▶ [Passage shown]
■ ■ ■ ■ ■ ■ ■

Example: You fly your ship with 70% resist into a situation where you receive 50% resist penalty. Your new resist is 55%, how can this make any sense?
Your ship has 70% resistance meaning you will receive 30% of the incoming damage. If 50% resist penalty is applied on your ship you will take 50% more damage. You will be receiving 1.5×30% = 45% damage after your resists. So the new resistance is 100% - 45% = 55%.

The math is simply:

$\text{New resist} = 1 - ( 1 - \text{Original resist} ) \times ( 1 + \text{Penalty} )$

The resist penalties will never cause the ship to have below 0% resist. If the penalty is big enough that the new resist would be negative the new resist will simply be 0%.

## Armor tanking

Armor tanking emphasizes the use of the low slot modules to increase armor hit points, resistance to damage and repair damage done to it. Regardless of the approach taken to armor tanking, it is wise to understand that armor on T1 hulls has an inherent weakness to explosive damage and plan your resistance modules accordingly. Armor tanking ships most commonly have high number of low slots to spare.

Armor tank generally has much stronger buffer than shield ships. There are additional kinds of armor tanking modules than shield tanking modules, most notably energized adaptive membrane and reactive armor hardener, which do not have shield counterparts.

Armor tanking modules are quite light on CPU usage but use lots of powergrid instead. Low slot using armor modules also leave all the mid slots free for various propulsion modules, electronic attack modules, capacitor modules or application modules. This freedom on mid slots makes armor tanked fits versatile. But using low slot for armor, prevents you from using damage modules resulting in lower damage output.

■ ■ ■ ■ ■ ■ ■

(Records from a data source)
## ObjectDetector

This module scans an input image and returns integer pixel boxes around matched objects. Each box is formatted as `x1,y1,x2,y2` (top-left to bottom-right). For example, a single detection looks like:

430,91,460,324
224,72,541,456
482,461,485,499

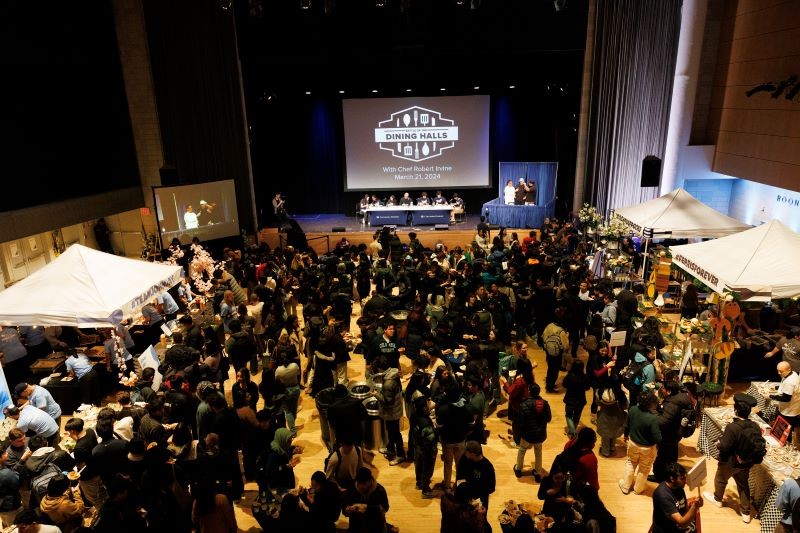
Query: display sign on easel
0,366,14,420
678,340,692,382
608,330,628,348
139,344,163,390
686,457,707,490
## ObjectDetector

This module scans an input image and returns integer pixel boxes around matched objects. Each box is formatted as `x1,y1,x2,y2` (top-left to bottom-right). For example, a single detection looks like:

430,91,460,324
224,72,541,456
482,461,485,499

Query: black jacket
514,397,553,443
658,392,692,442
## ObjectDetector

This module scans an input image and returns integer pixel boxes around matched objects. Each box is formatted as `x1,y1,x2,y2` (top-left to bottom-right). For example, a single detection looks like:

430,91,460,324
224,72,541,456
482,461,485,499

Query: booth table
44,377,81,413
697,407,800,533
364,205,453,226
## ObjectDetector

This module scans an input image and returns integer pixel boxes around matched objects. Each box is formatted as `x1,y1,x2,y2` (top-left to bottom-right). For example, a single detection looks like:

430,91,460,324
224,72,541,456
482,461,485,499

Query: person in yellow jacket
39,474,84,533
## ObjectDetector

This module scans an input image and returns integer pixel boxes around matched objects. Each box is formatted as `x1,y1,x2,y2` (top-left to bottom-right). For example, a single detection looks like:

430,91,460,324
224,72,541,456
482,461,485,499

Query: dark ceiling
234,0,587,96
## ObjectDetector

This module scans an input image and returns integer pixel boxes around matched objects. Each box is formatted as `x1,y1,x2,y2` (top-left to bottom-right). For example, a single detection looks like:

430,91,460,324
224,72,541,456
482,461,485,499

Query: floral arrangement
578,204,603,228
600,217,630,240
189,244,223,293
679,318,711,334
111,328,127,380
607,255,631,268
166,246,185,265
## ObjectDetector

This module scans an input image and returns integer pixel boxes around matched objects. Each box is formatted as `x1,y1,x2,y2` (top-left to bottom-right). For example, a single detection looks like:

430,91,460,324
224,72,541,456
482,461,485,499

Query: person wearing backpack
409,396,438,499
647,382,702,483
514,383,553,483
324,437,365,491
619,391,662,494
620,343,656,405
703,392,767,524
542,322,569,393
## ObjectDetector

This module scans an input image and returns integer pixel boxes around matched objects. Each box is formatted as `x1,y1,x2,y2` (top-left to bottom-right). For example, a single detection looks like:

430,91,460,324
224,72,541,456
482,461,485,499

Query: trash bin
314,387,336,450
363,398,389,450
350,381,372,400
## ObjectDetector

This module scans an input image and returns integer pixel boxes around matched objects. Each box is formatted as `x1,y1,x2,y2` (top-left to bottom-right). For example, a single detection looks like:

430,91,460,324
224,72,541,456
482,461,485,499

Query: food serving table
697,407,800,533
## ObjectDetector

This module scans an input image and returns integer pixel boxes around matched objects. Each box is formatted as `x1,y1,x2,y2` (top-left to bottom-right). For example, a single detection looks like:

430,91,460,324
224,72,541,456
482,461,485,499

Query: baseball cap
733,392,758,408
14,382,28,396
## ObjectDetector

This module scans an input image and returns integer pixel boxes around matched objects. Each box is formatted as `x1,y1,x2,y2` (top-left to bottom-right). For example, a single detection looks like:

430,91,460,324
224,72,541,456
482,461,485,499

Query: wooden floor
226,304,760,533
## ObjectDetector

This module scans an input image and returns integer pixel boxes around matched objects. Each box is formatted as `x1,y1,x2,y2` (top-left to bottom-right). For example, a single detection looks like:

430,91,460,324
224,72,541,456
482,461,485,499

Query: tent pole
642,237,650,280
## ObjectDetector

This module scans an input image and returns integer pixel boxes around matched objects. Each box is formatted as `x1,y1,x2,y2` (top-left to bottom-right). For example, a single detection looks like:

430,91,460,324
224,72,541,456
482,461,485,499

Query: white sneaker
703,491,722,507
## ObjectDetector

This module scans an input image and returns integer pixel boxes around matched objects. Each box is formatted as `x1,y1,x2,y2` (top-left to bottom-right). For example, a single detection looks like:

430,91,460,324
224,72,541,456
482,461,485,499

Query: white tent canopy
614,188,751,239
670,220,800,301
0,244,181,328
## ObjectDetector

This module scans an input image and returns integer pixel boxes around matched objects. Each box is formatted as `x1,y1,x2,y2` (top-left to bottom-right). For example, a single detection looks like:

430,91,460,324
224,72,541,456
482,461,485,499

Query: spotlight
744,81,777,98
786,83,800,100
772,74,797,98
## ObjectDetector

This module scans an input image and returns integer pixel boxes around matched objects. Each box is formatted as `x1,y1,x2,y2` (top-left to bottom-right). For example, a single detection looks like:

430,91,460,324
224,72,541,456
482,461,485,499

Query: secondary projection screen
342,95,491,191
153,180,239,248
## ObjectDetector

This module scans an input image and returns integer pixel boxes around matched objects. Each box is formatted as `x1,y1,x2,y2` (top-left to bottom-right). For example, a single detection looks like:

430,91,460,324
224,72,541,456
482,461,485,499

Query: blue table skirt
367,206,453,226
411,207,453,226
369,211,407,226
481,198,553,229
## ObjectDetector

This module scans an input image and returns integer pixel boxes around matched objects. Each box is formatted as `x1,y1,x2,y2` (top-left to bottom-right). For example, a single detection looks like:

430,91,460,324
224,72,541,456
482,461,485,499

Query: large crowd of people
0,213,800,533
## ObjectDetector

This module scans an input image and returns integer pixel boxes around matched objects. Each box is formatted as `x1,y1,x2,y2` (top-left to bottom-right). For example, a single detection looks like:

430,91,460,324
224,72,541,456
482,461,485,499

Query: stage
258,214,530,254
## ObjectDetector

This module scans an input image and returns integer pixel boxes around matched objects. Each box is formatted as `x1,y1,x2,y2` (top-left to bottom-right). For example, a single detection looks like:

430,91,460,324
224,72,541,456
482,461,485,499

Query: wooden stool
703,381,724,407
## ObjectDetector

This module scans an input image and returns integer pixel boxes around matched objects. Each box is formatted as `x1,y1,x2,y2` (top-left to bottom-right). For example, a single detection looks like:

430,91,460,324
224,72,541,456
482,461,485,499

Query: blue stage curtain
498,162,558,207
482,198,555,229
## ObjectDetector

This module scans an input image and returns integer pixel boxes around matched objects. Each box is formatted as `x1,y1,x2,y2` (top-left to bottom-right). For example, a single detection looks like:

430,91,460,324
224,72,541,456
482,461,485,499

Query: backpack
544,328,564,357
681,409,697,439
323,446,361,480
550,446,591,476
31,463,61,502
217,354,231,381
736,420,767,465
619,361,650,390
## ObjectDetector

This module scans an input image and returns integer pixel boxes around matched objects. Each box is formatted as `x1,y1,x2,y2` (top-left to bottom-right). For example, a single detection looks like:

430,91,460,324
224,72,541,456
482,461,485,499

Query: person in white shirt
769,361,800,443
503,180,516,205
578,281,594,302
183,205,200,229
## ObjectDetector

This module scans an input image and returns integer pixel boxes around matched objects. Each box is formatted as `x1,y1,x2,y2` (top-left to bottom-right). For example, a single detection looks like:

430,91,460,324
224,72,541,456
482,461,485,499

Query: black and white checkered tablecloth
697,409,781,533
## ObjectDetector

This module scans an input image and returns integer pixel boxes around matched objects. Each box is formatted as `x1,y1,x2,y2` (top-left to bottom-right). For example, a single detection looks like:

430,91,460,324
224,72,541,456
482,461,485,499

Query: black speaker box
640,155,661,187
158,166,178,185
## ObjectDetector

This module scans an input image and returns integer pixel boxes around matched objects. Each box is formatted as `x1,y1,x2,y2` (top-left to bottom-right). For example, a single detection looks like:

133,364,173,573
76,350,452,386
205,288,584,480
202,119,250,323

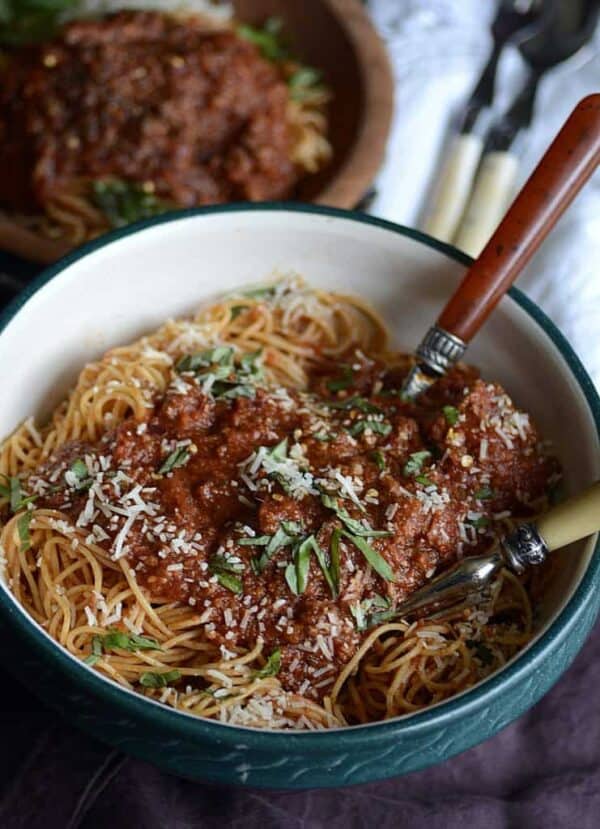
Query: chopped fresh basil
285,535,339,598
327,395,383,414
313,432,335,443
288,66,323,101
140,670,181,688
326,365,354,391
208,553,244,573
402,449,431,478
415,475,436,486
83,636,102,665
342,530,396,581
92,179,173,227
348,419,392,438
17,510,33,553
237,17,290,63
350,602,367,631
254,521,302,573
237,535,271,547
267,438,287,461
216,573,244,594
367,607,398,628
175,345,234,372
231,305,248,321
238,285,277,299
0,475,38,514
442,406,458,426
465,639,494,665
92,630,162,653
371,449,386,472
350,593,394,631
254,648,281,679
65,458,93,492
329,529,342,597
10,478,23,512
175,346,262,400
158,446,191,475
321,492,391,538
84,630,162,665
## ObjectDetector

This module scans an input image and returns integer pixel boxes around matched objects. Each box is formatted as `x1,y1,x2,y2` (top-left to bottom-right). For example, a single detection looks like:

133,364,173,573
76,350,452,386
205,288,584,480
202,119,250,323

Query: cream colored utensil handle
536,481,600,550
454,151,519,259
423,135,483,242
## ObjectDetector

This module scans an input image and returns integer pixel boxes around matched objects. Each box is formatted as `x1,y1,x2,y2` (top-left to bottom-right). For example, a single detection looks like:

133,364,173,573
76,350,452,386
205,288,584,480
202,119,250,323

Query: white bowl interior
0,210,600,630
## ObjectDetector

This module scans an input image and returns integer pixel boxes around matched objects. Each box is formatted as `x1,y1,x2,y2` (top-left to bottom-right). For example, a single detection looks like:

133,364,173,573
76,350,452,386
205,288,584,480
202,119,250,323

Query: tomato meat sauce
29,353,560,699
0,11,298,210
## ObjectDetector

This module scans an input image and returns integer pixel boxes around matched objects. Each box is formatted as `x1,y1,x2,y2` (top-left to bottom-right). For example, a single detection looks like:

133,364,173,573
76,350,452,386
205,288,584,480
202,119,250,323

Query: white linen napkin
369,0,600,386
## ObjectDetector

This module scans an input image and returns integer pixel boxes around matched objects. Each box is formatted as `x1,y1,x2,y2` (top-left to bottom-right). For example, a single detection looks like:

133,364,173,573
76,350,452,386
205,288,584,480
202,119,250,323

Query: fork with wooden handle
402,94,600,399
393,481,600,618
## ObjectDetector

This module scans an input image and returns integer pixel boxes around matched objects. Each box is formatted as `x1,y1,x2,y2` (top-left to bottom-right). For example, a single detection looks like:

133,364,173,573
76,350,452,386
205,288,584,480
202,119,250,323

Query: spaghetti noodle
0,277,558,729
0,11,331,252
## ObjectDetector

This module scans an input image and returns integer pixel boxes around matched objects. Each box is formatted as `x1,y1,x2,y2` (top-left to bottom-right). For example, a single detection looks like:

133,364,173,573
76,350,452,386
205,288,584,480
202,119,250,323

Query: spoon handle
437,94,600,343
536,481,600,550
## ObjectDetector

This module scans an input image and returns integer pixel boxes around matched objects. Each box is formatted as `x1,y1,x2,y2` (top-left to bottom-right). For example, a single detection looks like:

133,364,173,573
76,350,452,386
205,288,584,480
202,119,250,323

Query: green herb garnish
208,554,244,593
415,475,436,486
175,346,262,400
65,458,93,492
285,535,339,598
288,66,323,101
254,648,281,679
92,178,173,227
208,553,244,573
94,630,162,653
140,670,181,688
465,639,494,665
321,492,391,538
442,406,458,426
329,529,342,597
342,530,396,581
175,345,234,372
17,510,33,553
0,475,38,515
237,17,290,63
371,449,386,472
158,446,192,475
347,420,392,438
253,521,302,573
216,573,244,594
83,636,102,665
402,449,431,478
326,365,354,391
327,395,383,414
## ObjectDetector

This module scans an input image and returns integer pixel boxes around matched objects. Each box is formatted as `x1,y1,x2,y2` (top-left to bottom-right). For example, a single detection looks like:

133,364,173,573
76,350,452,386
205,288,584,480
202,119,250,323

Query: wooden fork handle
437,94,600,343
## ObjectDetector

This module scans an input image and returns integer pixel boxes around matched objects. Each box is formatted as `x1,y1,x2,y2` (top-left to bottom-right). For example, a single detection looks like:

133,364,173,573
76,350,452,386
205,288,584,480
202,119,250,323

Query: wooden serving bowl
0,0,394,264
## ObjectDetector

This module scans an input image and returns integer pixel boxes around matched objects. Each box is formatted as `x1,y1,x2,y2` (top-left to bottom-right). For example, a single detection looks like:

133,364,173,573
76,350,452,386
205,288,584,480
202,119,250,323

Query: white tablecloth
369,0,600,385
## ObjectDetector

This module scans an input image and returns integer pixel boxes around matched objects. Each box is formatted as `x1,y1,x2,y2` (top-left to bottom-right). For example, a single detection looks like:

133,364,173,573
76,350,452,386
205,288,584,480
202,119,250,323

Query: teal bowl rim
0,202,600,753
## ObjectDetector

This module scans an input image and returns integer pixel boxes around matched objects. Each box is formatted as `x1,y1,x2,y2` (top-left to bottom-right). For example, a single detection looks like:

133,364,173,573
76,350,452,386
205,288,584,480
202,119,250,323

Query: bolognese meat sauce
29,347,560,699
0,12,298,210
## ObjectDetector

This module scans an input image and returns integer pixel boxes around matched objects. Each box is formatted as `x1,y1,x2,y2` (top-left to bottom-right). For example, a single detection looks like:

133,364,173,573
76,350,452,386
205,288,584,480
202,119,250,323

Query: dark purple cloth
0,625,600,829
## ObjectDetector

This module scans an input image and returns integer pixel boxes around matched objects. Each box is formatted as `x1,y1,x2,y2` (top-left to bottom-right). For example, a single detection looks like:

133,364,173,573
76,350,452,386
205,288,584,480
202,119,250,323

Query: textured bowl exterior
0,205,600,789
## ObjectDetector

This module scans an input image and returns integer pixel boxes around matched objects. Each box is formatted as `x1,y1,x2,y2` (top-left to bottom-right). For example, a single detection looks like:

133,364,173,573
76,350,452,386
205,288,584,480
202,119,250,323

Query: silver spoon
386,481,600,619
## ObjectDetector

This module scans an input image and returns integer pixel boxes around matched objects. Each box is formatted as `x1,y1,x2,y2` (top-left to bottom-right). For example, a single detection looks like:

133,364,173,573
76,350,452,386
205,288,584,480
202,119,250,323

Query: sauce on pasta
4,285,559,725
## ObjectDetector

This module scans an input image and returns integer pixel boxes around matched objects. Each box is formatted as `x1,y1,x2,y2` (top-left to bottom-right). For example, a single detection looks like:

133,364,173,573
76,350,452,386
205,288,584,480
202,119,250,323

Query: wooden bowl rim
0,0,394,265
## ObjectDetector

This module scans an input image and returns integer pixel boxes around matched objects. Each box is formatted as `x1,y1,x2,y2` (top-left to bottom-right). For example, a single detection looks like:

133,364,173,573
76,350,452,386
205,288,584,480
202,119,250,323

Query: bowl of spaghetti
0,0,393,263
0,205,600,788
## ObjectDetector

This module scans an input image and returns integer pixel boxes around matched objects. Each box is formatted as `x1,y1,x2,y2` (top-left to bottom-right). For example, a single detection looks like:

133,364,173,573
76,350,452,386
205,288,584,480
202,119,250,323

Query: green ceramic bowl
0,205,600,789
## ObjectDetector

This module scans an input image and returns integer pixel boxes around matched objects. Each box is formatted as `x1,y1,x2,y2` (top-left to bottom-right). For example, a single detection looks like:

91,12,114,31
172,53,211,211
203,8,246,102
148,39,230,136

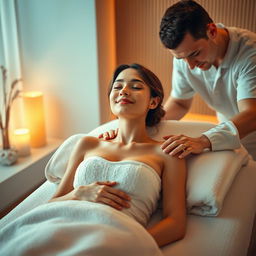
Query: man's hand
98,128,118,140
161,135,211,158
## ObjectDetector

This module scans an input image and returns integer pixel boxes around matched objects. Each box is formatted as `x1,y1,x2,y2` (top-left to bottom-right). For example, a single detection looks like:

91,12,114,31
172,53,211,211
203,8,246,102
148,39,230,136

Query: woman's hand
74,181,131,210
98,128,118,140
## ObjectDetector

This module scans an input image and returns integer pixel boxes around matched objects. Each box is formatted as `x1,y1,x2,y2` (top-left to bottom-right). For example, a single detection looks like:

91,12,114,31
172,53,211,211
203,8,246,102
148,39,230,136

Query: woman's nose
185,58,196,69
120,86,129,95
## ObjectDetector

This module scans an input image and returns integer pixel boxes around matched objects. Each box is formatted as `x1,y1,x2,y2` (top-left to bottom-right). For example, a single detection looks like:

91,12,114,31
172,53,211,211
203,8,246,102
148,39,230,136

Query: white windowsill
0,139,62,211
0,139,62,182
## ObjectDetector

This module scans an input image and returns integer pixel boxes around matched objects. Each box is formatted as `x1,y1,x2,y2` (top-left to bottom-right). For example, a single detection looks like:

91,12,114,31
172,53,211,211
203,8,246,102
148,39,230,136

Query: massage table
0,120,256,256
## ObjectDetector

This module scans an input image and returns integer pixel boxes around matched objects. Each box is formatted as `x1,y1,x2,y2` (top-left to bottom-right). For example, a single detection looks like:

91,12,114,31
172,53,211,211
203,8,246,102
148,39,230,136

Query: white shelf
0,139,62,211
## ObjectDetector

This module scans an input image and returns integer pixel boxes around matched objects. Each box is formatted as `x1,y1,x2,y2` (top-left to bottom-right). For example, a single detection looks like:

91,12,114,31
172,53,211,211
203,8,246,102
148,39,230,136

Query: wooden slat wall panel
116,0,256,114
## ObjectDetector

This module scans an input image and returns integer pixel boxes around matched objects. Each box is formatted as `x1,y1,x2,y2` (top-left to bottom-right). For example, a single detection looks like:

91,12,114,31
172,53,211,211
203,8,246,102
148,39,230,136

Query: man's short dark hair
159,0,213,49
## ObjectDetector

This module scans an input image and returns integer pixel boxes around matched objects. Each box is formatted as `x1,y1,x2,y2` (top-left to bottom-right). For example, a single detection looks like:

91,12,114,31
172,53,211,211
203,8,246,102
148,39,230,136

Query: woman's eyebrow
115,78,144,84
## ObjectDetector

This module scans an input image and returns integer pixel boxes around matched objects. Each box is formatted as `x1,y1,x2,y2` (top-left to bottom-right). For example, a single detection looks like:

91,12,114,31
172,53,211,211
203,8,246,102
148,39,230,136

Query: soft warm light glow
13,129,30,156
23,91,46,147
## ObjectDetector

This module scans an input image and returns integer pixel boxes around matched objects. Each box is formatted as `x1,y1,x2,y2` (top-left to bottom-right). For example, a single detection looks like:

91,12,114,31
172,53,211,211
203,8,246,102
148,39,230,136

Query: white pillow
45,120,248,216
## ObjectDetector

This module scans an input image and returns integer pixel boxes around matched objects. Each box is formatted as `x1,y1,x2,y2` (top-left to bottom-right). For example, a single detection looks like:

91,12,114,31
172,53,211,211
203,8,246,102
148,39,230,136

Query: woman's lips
118,99,133,104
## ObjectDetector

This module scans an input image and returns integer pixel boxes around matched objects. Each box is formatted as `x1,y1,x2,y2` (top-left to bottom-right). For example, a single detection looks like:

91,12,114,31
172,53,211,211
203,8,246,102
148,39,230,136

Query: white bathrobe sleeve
203,121,241,151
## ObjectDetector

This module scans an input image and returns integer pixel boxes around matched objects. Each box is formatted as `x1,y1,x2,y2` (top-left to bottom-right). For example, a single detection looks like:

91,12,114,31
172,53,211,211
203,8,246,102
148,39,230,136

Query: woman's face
109,68,153,118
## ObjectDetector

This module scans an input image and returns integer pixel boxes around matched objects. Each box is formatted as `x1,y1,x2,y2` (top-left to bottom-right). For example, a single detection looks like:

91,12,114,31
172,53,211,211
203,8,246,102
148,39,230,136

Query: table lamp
23,91,46,148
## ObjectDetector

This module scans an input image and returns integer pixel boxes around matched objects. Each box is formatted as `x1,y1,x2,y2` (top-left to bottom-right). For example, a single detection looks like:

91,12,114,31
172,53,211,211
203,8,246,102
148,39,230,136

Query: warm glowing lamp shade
23,92,46,148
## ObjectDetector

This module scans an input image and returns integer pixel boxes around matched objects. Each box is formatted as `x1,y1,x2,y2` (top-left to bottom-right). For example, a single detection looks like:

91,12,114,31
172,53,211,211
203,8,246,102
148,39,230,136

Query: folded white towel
0,201,162,256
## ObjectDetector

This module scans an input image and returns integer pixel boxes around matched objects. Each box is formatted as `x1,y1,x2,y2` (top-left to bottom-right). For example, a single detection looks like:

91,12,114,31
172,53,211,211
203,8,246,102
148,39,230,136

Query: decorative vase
0,148,18,165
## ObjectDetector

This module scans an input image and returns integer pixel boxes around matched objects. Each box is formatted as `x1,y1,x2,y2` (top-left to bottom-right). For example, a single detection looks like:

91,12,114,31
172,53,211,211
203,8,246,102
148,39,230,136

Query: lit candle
23,92,46,148
13,129,30,156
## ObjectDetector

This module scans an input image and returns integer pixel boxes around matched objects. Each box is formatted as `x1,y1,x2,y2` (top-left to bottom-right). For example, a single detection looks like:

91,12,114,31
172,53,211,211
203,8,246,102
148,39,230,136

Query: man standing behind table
159,1,256,160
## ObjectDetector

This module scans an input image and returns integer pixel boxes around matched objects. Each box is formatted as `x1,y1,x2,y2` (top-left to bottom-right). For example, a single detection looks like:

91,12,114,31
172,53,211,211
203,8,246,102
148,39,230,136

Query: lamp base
0,148,18,165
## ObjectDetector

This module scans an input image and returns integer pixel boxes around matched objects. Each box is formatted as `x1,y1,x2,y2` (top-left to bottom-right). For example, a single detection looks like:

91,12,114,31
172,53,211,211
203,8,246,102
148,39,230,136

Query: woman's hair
108,63,165,126
159,0,213,49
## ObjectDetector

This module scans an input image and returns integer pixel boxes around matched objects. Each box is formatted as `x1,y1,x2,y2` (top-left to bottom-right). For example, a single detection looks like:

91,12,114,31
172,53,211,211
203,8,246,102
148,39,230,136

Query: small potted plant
0,66,21,165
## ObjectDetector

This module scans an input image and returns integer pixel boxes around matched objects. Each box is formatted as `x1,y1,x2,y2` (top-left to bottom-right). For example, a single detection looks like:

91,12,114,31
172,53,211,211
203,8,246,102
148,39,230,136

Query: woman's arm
148,156,187,247
49,137,90,202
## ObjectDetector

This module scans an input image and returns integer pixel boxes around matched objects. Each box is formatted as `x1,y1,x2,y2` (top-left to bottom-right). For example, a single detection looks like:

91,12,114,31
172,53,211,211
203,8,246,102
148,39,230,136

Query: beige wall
116,0,256,114
95,0,116,123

■ ■ ■ ■ ■ ■ ■

▶ [What the task asks]
Pick up the passage on ship resistances and armor tanking after its last sentence and continue writing it.

▶ [Output for this task]
Armor repairers are more efficient at using capacitor but on the other hand a single armor repairer, repairs considerably less HP than corresponding shield booster. Armor repairs also apply the repair at the end of the module cycle requiring pilot to anticipate when the repair is needed.

Once your armor is gone your ship has only hull left. This leaves very little safety margin on armor ships. Combined with delayed repair cycles makes it possible for armor ships to easily die in between repair cycles.

Armor plates and armor rigs give penalty to ship mass. This reduces the speed bonus from propulsion modules and makes the ship less agile.

Unlike shields, armor has no passive regeneration of any kind. Armor repairers are the only way to get armor back.

## Shield tanking

Shield Tanking: Focuses on maximizing your shields' ability to withstand and/or repair damage. This is the most common type of defense for ships with larger numbers of mid-slots, where most shield modules are fitted. It should be remembered that shields on T1 hulls are naturally weak to EM damage.

The versatility of shield modules is somewhat more limited than that of armor modules. Most notable is the lack of good passive shield hardeners. As a result even buffer fit shield ships are often vulnurable to suficiently large number of neuting.

Shield modules generally fit on mid slots. This leaves low slots for damage modules, fitting modules or piloting modules. As a result shield ships generally have higher damage output than their armored cousins. But on the other hand using mid slots for tank limits the ship fitt into more or less pure damage dealing as the tank competes with tackling, EWAR, and propulsion modules.

Shield extenders and shield rigs have penalty to the ship's signature radius. This makes it easier to hit shield ships. Shields generally also have less buffer than armor ships. This is most notable when fighting against ships larger than your own.

Unlike Armor Repairers, Shield Boosters give the boost at the beginning of the cycle time instead of at the end, meaning you can wait until you need the shields to activate the shield booster instead of activating it in anticipation of needing it, as is commonly done with armor repairers. Shield boosters also repair much faster and more than armor repairers. This comes at cost of using more capacitor.

After shields are exhausted there is still some armor and hull remaining, leaving a little more room for error.

Shields heal themselves over time at a natural recharge rate. Armor and Hull damage taken is going to sit there until it is repaired. This passive regeneration is taken to extreme on passive shield fits described below.

In short the advantages of shields are:

• Does not reduce speed or maneuverability.
• As a first line of defense, leaves you with Armor and Hull as a fallback if shields go down.
• Recharge on their own – no need to dock for repairs.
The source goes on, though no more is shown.